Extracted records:
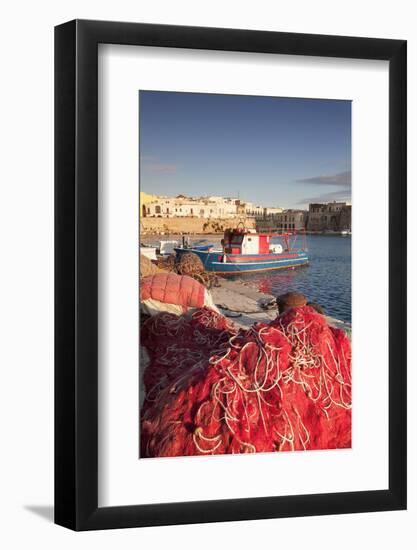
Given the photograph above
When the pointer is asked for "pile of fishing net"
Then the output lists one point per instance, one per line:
(188, 264)
(213, 389)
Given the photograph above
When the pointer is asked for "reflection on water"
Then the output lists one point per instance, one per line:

> **WRITTEN PROBLEM**
Recast all the items above as a Markdown table with the columns Number and Line, giving each non-blank line its own numbered row. Leave the pictures out.

> **RESPONSE BELOW**
| Number | Line |
|---|---|
| 1 | Given the photograph above |
| 2 | When the pointer is asked for "pile of fishing net" |
| 3 | Then the output lists one point per instance, one per line: |
| 4 | (188, 264) |
| 5 | (213, 389) |
| 6 | Given the photograph above |
| 7 | When the pointer is asked for "reflection on water" |
| 8 | Then the output lists one point per instance, one per line: |